[WORK TASK 1]
According to the Yale wellness settlement article, how much will Yale University pay to settle the class-action lawsuit?
[WORK TASK 2]
Retype the part of the Yale wellness settlement article starting with "The lawsuit set" and going on through "withdrew the regulations.".

[PROVIDED PASSAGE]
★ ★ ★ ★

- Yale University will pay $1.29 million to settle a class-action lawsuit alleging the school operated a wellness program it forced workers to take part in by requiring a $25 opt-out fee. The plaintiffs were represented by AARP, which announced the settlement March 7.
- Yale's opt-out fee violated the Americans with Disabilities Act and the Genetic Information and Non-Discrimination Act, the plaintiffs charged. The university implemented the program in partnership with two unions at a time when federal regulations authorized opt-out fees, AARP said. But the regulations were later invalidated.
- As part of the settlement, Yale will continue to offer the wellness program but drop the opt-out fees. Its payout will be split among workers covered by the program and will apply to legal fees.
AARP has gone to court over the voluntary nature of wellness programs before. The organization sued the U.S. Equal Employment Opportunity Commission over wellness incentive rules in 2016, when it claimed that extensive incentives threatened those who didn't want to provide health information wellness programs typically require.
The lawsuit set off a yearslong legal battle. The agency eventually rescinded the ADA and GINA regulations in December 2018, a month before they were due to sunset. In a 2017 decision, a judge ordered the agency to reconsider the rules. The judge took specific issue with EEOC's decision to allow plans and insurers to offer a large incentive for joining wellness programs. Such incentives, which EEOC said could amount to 30% of the cost of coverage, clashed with the requirement that wellness programs be voluntary — a large point of AARP's original lawsuit.
EEOC took another swing at its wellness regs in 2021, publishing its new proposal Jan. 7. The agency proposed that employers be able to offer only a "de minimis incentive" to encourage participation in the programs. Before the comment period could end, however, the Biden administration froze and withdrew the regulations.

★ ★ ★ ★

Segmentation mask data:
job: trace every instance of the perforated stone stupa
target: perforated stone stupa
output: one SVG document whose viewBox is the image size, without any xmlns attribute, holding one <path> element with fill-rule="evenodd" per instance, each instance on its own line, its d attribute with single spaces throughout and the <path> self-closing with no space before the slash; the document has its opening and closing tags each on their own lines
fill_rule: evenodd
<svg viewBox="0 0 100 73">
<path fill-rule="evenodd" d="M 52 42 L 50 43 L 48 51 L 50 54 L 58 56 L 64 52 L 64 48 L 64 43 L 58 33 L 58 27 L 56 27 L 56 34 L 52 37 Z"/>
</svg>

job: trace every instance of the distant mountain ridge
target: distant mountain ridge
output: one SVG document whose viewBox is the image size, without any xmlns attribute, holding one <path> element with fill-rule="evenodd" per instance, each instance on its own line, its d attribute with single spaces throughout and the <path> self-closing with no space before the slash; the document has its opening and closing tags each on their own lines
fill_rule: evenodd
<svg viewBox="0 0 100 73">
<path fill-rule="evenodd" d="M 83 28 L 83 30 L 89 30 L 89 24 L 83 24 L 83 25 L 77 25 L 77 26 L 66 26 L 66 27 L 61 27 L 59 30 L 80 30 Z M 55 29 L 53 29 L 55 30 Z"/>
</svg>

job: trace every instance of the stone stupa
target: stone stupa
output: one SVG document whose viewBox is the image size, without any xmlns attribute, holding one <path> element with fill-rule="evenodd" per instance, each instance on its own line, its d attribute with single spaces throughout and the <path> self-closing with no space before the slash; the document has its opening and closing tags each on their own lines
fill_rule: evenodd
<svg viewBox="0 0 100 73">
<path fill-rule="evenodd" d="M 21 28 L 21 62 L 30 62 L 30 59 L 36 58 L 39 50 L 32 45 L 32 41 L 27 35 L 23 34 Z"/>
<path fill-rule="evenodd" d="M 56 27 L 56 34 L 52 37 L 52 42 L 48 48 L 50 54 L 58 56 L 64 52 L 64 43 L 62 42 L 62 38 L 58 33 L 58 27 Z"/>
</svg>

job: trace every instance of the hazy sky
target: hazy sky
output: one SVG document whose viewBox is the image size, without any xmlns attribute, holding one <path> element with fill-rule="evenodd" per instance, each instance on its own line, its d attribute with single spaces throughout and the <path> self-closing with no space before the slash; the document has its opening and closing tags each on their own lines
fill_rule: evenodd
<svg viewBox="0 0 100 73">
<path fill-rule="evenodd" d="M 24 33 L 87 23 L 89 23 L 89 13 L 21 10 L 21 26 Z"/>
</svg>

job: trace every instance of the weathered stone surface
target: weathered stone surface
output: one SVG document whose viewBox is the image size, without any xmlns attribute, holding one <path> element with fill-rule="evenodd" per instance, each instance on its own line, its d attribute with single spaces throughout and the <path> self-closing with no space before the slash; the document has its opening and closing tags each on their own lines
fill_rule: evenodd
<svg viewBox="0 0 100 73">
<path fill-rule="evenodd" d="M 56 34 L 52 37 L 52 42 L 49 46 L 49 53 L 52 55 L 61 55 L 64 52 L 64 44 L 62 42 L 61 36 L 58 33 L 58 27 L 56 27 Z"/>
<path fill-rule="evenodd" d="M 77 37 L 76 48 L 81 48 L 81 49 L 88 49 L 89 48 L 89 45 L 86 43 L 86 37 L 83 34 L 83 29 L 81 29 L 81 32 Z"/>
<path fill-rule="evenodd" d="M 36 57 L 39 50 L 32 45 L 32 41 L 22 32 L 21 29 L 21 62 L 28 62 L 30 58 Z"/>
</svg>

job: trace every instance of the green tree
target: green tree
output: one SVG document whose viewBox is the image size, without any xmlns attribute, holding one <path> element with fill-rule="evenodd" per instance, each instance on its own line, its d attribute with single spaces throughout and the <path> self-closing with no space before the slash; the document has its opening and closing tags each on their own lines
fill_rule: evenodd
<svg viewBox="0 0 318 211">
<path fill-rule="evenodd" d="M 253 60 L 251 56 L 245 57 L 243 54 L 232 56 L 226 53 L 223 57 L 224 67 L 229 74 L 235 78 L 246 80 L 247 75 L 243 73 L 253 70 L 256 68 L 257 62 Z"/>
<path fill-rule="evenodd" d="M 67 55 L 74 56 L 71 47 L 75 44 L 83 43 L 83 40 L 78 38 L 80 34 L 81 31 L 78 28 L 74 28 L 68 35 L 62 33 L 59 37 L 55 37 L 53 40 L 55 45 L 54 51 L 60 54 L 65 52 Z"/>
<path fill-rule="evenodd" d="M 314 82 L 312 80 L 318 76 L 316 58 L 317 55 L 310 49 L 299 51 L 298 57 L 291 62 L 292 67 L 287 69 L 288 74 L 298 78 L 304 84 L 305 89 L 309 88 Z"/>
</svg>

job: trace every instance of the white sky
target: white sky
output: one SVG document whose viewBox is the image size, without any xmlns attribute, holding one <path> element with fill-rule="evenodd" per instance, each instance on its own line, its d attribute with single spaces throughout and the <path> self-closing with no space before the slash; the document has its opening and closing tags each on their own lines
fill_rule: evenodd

★ ★ ★ ★

[EXERCISE SOLUTION 1]
$1.29 million

[EXERCISE SOLUTION 2]
The lawsuit set off a yearslong legal battle. The agency eventually rescinded the ADA and GINA regulations in December 2018, a month before they were due to sunset. In a 2017 decision, a judge ordered the agency to reconsider the rules. The judge took specific issue with EEOC's decision to allow plans and insurers to offer a large incentive for joining wellness programs. Such incentives, which EEOC said could amount to 30% of the cost of coverage, clashed with the requirement that wellness programs be voluntary — a large point of AARP's original lawsuit.
EEOC took another swing at its wellness regs in 2021, publishing its new proposal Jan. 7. The agency proposed that employers be able to offer only a "de minimis incentive" to encourage participation in the programs. Before the comment period could end, however, the Biden administration froze and withdrew the regulations.